KURZAUFGABE 1 =>
Zähle, in wie vielen Zeilen der Einträge unten die Zeichenfolge „ferris“ vorkommt, und gib nur die Zahl an.

TEXTAUSSCHNITT =>
------------------------------------------------------------------------
Das führt schliesslich zu einem dritten Punkt, nämlich zur Frage nach der Gewalt. Sie muss natürlich gestellt werden, aber das sollte auf angemessene Weise geschehen. Der Islamismus ist ein Phänomen des 20. Jahrhunderts, der Islamische Staat (IS) gar des 21. Jahrhunderts, und dem sollte eine Analyse auch Rechnung tragen. Dabei spielt die Religion selbstverständlich eine Rolle, aber nicht im Sinne des Aufrechnens einzelner Bibelzitate und Koranverse. Das entspricht eher mittelalterlicher Polemik und bringt letztlich nur Religion insgesamt in Misskredit – so ist in einem Leserbrief zur Debatte ja auch schon die Überwindung aller Religionen gefordert worden. Dabei gerät allerdings der positive Beitrag, den Religionen zur Grundlegung von Gesellschaften leisten, völlig aus dem Blickfeld. Er existiert jedoch, denn jede Gesellschaft, auch die demokratische, baut auf ethischen Grundlagen auf, die unter anderem von religiösen Überzeugungen gelegt wurden.
------------------------------------------------------------------------
BEREITGESTELLTE EINTRÄGE =>
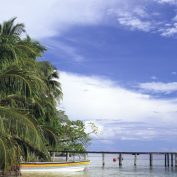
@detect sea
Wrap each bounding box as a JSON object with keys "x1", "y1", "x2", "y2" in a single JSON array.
[{"x1": 22, "y1": 154, "x2": 177, "y2": 177}]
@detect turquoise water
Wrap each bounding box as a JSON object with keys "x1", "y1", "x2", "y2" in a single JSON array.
[{"x1": 23, "y1": 154, "x2": 177, "y2": 177}]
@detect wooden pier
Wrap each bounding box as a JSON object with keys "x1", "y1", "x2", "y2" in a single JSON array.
[{"x1": 51, "y1": 151, "x2": 177, "y2": 167}]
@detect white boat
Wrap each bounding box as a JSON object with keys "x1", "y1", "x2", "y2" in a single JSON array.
[{"x1": 20, "y1": 161, "x2": 90, "y2": 174}]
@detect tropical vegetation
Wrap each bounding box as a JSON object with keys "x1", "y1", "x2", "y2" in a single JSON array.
[{"x1": 0, "y1": 18, "x2": 90, "y2": 175}]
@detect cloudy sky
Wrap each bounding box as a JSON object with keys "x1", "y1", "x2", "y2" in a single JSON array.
[{"x1": 0, "y1": 0, "x2": 177, "y2": 151}]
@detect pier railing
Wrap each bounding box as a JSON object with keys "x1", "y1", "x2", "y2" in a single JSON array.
[{"x1": 51, "y1": 151, "x2": 177, "y2": 167}]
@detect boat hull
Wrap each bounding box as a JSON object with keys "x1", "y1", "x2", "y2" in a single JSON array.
[{"x1": 20, "y1": 161, "x2": 90, "y2": 173}]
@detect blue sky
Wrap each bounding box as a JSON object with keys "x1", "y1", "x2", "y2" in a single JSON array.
[{"x1": 0, "y1": 0, "x2": 177, "y2": 151}]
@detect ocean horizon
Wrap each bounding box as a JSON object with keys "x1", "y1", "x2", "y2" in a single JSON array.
[{"x1": 22, "y1": 154, "x2": 177, "y2": 177}]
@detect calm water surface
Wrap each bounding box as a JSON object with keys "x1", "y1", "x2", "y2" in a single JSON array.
[{"x1": 23, "y1": 154, "x2": 177, "y2": 177}]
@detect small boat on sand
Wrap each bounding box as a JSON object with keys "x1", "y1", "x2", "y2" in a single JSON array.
[{"x1": 20, "y1": 160, "x2": 90, "y2": 174}]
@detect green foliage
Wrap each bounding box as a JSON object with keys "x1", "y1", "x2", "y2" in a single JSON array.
[{"x1": 0, "y1": 18, "x2": 90, "y2": 174}]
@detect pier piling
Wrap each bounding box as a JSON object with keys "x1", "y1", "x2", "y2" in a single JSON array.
[
  {"x1": 171, "y1": 153, "x2": 173, "y2": 167},
  {"x1": 102, "y1": 153, "x2": 105, "y2": 167},
  {"x1": 149, "y1": 153, "x2": 153, "y2": 167},
  {"x1": 50, "y1": 151, "x2": 177, "y2": 167},
  {"x1": 134, "y1": 154, "x2": 137, "y2": 166},
  {"x1": 175, "y1": 153, "x2": 177, "y2": 167},
  {"x1": 119, "y1": 153, "x2": 122, "y2": 167}
]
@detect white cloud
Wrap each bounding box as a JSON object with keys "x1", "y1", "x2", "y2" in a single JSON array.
[
  {"x1": 60, "y1": 72, "x2": 177, "y2": 140},
  {"x1": 0, "y1": 0, "x2": 124, "y2": 38},
  {"x1": 154, "y1": 0, "x2": 177, "y2": 4},
  {"x1": 139, "y1": 82, "x2": 177, "y2": 94},
  {"x1": 0, "y1": 0, "x2": 176, "y2": 39},
  {"x1": 110, "y1": 5, "x2": 153, "y2": 32},
  {"x1": 61, "y1": 72, "x2": 177, "y2": 122}
]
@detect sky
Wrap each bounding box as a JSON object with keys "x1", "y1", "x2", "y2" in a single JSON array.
[{"x1": 0, "y1": 0, "x2": 177, "y2": 151}]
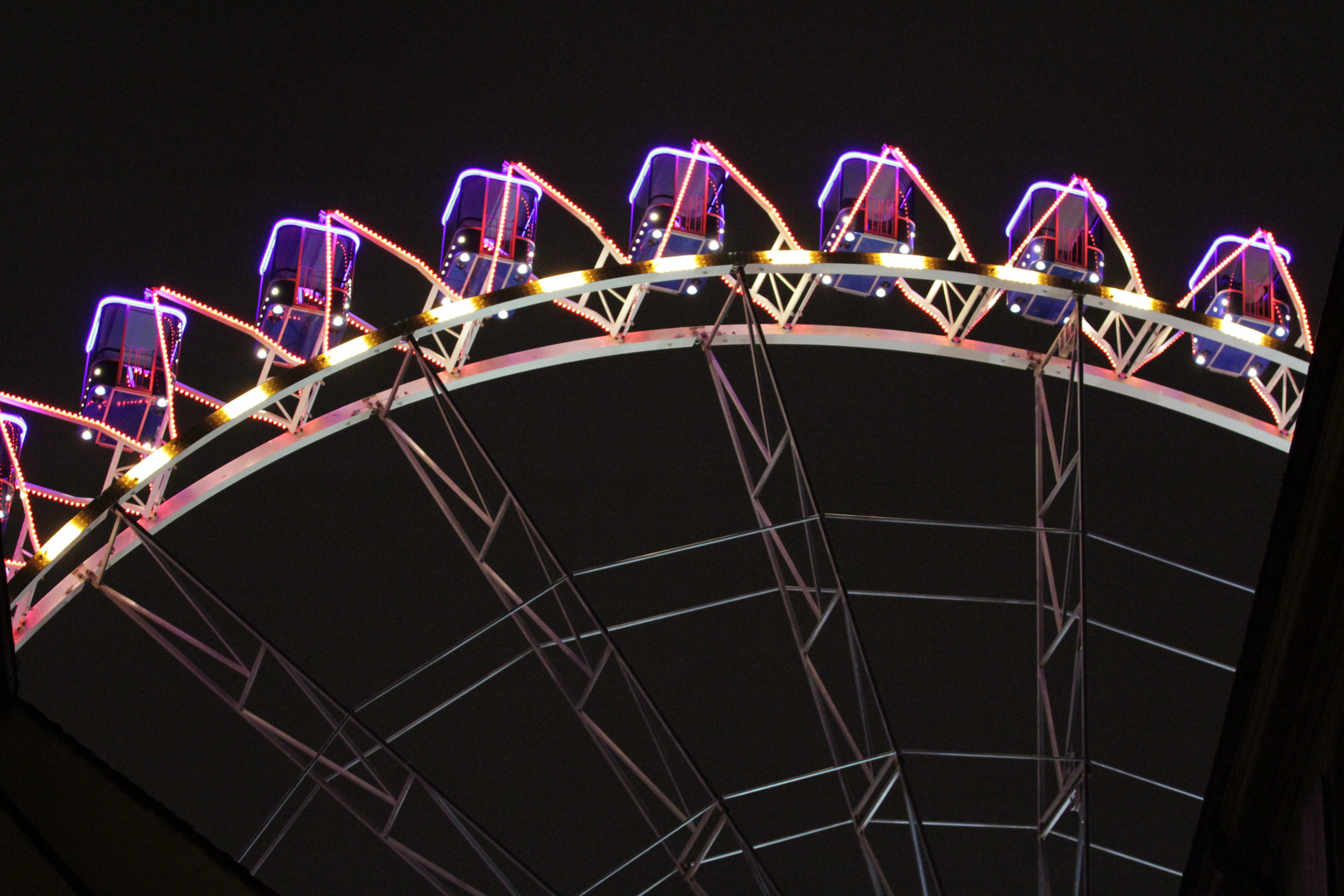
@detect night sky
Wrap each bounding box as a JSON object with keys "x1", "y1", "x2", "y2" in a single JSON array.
[{"x1": 0, "y1": 4, "x2": 1344, "y2": 896}]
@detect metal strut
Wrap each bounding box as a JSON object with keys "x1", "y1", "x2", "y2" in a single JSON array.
[
  {"x1": 702, "y1": 267, "x2": 942, "y2": 896},
  {"x1": 375, "y1": 341, "x2": 778, "y2": 896},
  {"x1": 89, "y1": 506, "x2": 555, "y2": 896},
  {"x1": 1032, "y1": 295, "x2": 1090, "y2": 896}
]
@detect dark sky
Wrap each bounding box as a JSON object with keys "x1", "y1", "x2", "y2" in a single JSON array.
[{"x1": 0, "y1": 4, "x2": 1344, "y2": 894}]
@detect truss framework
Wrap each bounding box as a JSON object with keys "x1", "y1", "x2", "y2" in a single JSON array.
[
  {"x1": 702, "y1": 267, "x2": 942, "y2": 896},
  {"x1": 377, "y1": 341, "x2": 778, "y2": 896},
  {"x1": 1032, "y1": 301, "x2": 1090, "y2": 896},
  {"x1": 89, "y1": 508, "x2": 555, "y2": 896}
]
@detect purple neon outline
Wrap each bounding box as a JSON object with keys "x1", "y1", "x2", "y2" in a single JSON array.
[
  {"x1": 631, "y1": 146, "x2": 728, "y2": 206},
  {"x1": 1186, "y1": 234, "x2": 1293, "y2": 289},
  {"x1": 438, "y1": 168, "x2": 542, "y2": 227},
  {"x1": 0, "y1": 414, "x2": 28, "y2": 450},
  {"x1": 256, "y1": 217, "x2": 359, "y2": 277},
  {"x1": 1004, "y1": 180, "x2": 1109, "y2": 239},
  {"x1": 85, "y1": 295, "x2": 187, "y2": 354},
  {"x1": 817, "y1": 149, "x2": 906, "y2": 208}
]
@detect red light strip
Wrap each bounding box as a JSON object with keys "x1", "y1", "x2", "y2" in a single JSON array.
[
  {"x1": 1070, "y1": 174, "x2": 1147, "y2": 295},
  {"x1": 509, "y1": 161, "x2": 631, "y2": 265},
  {"x1": 882, "y1": 145, "x2": 976, "y2": 262},
  {"x1": 0, "y1": 421, "x2": 41, "y2": 553},
  {"x1": 149, "y1": 290, "x2": 178, "y2": 439},
  {"x1": 551, "y1": 298, "x2": 611, "y2": 334},
  {"x1": 653, "y1": 141, "x2": 709, "y2": 260},
  {"x1": 327, "y1": 210, "x2": 462, "y2": 302},
  {"x1": 826, "y1": 146, "x2": 889, "y2": 252},
  {"x1": 1006, "y1": 174, "x2": 1078, "y2": 267},
  {"x1": 1247, "y1": 376, "x2": 1283, "y2": 432},
  {"x1": 698, "y1": 139, "x2": 802, "y2": 249},
  {"x1": 897, "y1": 277, "x2": 952, "y2": 334},
  {"x1": 153, "y1": 286, "x2": 305, "y2": 364},
  {"x1": 0, "y1": 392, "x2": 145, "y2": 451},
  {"x1": 1261, "y1": 230, "x2": 1316, "y2": 353}
]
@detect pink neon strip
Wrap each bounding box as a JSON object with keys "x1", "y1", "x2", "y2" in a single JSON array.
[
  {"x1": 699, "y1": 139, "x2": 801, "y2": 249},
  {"x1": 1262, "y1": 230, "x2": 1316, "y2": 353},
  {"x1": 826, "y1": 146, "x2": 889, "y2": 252},
  {"x1": 0, "y1": 392, "x2": 145, "y2": 451},
  {"x1": 509, "y1": 161, "x2": 631, "y2": 265},
  {"x1": 0, "y1": 421, "x2": 41, "y2": 553},
  {"x1": 653, "y1": 139, "x2": 709, "y2": 260},
  {"x1": 153, "y1": 286, "x2": 305, "y2": 364},
  {"x1": 1070, "y1": 174, "x2": 1147, "y2": 295},
  {"x1": 327, "y1": 210, "x2": 462, "y2": 302},
  {"x1": 149, "y1": 290, "x2": 178, "y2": 439},
  {"x1": 883, "y1": 145, "x2": 976, "y2": 262}
]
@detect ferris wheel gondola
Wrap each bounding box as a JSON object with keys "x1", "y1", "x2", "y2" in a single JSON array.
[{"x1": 80, "y1": 295, "x2": 187, "y2": 449}]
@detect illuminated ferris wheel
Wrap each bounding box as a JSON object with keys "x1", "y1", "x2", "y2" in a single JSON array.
[{"x1": 0, "y1": 141, "x2": 1312, "y2": 896}]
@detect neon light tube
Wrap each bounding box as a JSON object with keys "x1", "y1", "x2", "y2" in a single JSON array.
[
  {"x1": 1004, "y1": 180, "x2": 1106, "y2": 239},
  {"x1": 256, "y1": 217, "x2": 359, "y2": 274},
  {"x1": 85, "y1": 295, "x2": 187, "y2": 354},
  {"x1": 631, "y1": 146, "x2": 723, "y2": 206},
  {"x1": 817, "y1": 150, "x2": 904, "y2": 208},
  {"x1": 1186, "y1": 231, "x2": 1293, "y2": 289},
  {"x1": 438, "y1": 168, "x2": 542, "y2": 227}
]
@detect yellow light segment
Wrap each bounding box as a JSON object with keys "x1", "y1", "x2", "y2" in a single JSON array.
[
  {"x1": 989, "y1": 265, "x2": 1040, "y2": 286},
  {"x1": 219, "y1": 387, "x2": 271, "y2": 424},
  {"x1": 653, "y1": 256, "x2": 699, "y2": 274},
  {"x1": 878, "y1": 252, "x2": 928, "y2": 270},
  {"x1": 536, "y1": 270, "x2": 589, "y2": 293}
]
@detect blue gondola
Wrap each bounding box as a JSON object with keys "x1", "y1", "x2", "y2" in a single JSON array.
[
  {"x1": 817, "y1": 152, "x2": 915, "y2": 298},
  {"x1": 0, "y1": 414, "x2": 28, "y2": 532},
  {"x1": 631, "y1": 146, "x2": 727, "y2": 295},
  {"x1": 80, "y1": 295, "x2": 187, "y2": 447},
  {"x1": 253, "y1": 212, "x2": 359, "y2": 367},
  {"x1": 1190, "y1": 234, "x2": 1293, "y2": 376},
  {"x1": 1004, "y1": 180, "x2": 1106, "y2": 324},
  {"x1": 440, "y1": 168, "x2": 542, "y2": 306}
]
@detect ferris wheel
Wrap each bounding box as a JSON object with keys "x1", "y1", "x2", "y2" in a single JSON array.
[{"x1": 0, "y1": 141, "x2": 1313, "y2": 896}]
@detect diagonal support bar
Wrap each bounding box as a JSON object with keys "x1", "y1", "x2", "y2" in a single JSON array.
[
  {"x1": 702, "y1": 267, "x2": 942, "y2": 896},
  {"x1": 377, "y1": 344, "x2": 778, "y2": 896}
]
------------------------------------------------------------------------
KURZAUFGABE 2 =>
Führe den Textausschnitt oben über Religion und Gewalt im Islamismus im Anschluss an seinen letzten Satz weiter.

SCHRIFTLICHE ANTWORT 1 =>
3

SCHRIFTLICHE ANTWORT 2 =>
Gleichwohl bleibt die Frage nach der Gewalt. Doch sie lautet nicht, ob Religionen ein Gewaltpotenzial besitzen – das ist gewiss der Fall. Die Frage lautet vielmehr: Wann und unter welchen Umständen wird dieses Potenzial aktiviert? Auf den Islam bezogen, heisst dies, zu überlegen, warum es seit dem ausgehenden 20. Jahrhundert zu zahlreichen Gewalttaten kam, was für vorangehende Jahrhunderte, in denen islamische Staaten wie das Osmanische Reich sehr viel mächtiger und damit gewaltfähiger waren, eben so nicht gilt. Die Antwort kann nicht eindimensional sein. Schon erste Untersuchungen darüber, warum sich junge Muslime heute dem IS anschliessen, haben gezeigt, dass es selbst auf diese begrenzte Fragestellung mehrere Perspektiven gibt.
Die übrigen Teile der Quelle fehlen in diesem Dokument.